*Extract*:
On March 21, 33 Senate Democrats voted for a non-binding resolution against Obamacare’s medical-device
tax. Illinois’s Dick Durbin, Minnesota’s Al Franken, and Maryland’s
Barbara Mikulski were among those who decried this job-killing,
innovation-crushing 2.3 percent levy on the gross revenues, rather than
profits, of health-implement manufacturers. On June 7, 2012, 37
Democrats and 233 Republicans backed Representative Erik Paulsen’s (R., Minn.) bill to kill this cruel, senseless tax.
Health
and Human Services Secretary Kathleen Sebelius conceded that Obamacare
could cost people more money, not less. “These folks will be moving into
a really fully insured product for the first time,” she said March 26, “and so there may be a higher cost associated with getting into that market.”
“I
believe that the Affordable Care Act is probably the most complex piece
of legislation ever passed by the United States Congress,” Senator Jay
Rockefeller (D., W.Va.) lamented April 9. “Tax reform obviously has been huge, too. But up to this point, it is just beyond comprehension.”
In an April 17 candor attack, Senator Max Baucus (D., Mont.), a key Obamacare engineer, notoriously said, “I just see a huge train wreck coming.”

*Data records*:
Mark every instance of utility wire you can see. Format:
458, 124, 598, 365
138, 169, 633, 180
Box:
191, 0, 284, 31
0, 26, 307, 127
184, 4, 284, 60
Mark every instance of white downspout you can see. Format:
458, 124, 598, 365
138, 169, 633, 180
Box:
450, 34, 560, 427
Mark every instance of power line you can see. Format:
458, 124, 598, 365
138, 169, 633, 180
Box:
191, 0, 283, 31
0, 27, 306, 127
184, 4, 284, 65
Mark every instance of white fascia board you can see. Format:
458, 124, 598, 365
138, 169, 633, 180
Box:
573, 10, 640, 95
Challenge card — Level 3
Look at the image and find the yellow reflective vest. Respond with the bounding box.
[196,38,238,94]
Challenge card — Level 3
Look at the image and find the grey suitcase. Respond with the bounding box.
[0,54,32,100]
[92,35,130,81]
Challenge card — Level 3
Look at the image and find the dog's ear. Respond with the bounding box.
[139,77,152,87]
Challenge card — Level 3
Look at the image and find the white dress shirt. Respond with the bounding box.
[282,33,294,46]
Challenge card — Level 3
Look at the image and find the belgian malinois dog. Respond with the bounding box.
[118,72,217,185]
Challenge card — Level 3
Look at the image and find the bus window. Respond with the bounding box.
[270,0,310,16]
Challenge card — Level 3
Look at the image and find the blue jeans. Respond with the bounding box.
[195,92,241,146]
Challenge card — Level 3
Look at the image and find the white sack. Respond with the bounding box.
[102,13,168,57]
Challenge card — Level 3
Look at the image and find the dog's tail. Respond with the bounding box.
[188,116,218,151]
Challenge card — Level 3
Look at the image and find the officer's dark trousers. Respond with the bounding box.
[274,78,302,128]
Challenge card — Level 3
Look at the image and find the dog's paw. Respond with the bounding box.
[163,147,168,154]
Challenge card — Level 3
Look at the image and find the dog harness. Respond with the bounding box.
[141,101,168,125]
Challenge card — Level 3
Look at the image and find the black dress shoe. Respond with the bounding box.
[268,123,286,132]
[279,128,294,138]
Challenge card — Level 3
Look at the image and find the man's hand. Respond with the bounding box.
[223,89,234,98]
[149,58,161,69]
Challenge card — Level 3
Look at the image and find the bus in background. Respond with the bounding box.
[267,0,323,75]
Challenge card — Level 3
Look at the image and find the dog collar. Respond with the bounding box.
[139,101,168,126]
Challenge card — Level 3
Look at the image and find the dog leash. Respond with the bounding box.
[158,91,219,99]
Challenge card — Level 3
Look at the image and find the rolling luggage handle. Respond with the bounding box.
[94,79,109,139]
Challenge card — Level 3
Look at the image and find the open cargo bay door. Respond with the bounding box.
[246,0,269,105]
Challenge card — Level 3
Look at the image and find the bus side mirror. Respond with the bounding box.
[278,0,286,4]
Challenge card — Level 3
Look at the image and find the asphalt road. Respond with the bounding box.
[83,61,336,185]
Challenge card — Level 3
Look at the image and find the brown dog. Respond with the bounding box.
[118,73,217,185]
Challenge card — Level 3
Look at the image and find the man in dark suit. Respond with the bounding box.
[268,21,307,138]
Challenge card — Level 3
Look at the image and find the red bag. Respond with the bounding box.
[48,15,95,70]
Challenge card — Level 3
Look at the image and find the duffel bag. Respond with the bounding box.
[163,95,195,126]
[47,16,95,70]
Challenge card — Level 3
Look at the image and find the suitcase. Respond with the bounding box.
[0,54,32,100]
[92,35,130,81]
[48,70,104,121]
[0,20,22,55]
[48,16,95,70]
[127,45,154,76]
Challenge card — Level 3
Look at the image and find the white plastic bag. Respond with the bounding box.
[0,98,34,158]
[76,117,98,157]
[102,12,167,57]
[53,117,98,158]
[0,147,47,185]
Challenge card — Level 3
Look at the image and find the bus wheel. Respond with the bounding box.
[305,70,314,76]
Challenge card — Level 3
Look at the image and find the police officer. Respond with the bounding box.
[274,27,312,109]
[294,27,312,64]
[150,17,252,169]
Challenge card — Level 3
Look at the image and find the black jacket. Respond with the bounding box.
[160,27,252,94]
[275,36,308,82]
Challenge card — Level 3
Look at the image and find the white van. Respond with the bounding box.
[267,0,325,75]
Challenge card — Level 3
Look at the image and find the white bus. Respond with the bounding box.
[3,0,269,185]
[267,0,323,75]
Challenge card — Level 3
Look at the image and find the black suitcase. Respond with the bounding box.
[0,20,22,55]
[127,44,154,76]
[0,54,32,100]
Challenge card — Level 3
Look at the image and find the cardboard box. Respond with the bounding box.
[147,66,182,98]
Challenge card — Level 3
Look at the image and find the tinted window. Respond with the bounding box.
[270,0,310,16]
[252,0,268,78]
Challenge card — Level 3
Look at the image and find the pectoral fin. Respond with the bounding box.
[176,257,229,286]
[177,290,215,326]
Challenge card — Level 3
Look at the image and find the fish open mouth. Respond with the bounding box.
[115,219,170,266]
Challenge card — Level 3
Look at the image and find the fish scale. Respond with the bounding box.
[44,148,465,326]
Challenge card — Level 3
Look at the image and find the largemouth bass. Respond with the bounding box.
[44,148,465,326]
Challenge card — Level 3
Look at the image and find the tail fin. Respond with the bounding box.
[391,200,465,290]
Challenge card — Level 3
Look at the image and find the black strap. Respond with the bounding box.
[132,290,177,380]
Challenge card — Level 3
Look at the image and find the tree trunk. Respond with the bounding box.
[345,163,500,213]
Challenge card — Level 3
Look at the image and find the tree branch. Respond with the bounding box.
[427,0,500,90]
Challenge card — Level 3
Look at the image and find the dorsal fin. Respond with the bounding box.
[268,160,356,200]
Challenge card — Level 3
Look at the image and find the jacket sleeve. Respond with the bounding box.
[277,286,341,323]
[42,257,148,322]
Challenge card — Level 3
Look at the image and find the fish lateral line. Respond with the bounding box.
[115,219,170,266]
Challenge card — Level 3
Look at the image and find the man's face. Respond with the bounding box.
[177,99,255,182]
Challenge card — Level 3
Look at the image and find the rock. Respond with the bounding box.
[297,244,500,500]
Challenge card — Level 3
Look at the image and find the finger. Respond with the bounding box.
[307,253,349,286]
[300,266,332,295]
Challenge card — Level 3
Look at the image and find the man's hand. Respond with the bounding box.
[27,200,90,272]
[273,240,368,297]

*Work task*: According to the excerpt on the Obamacare medical-device tax, what rate does the tax charge, and on what?

*Output below*: It charges 2.3 percent on the gross revenues, rather than the profits, of health-implement manufacturers.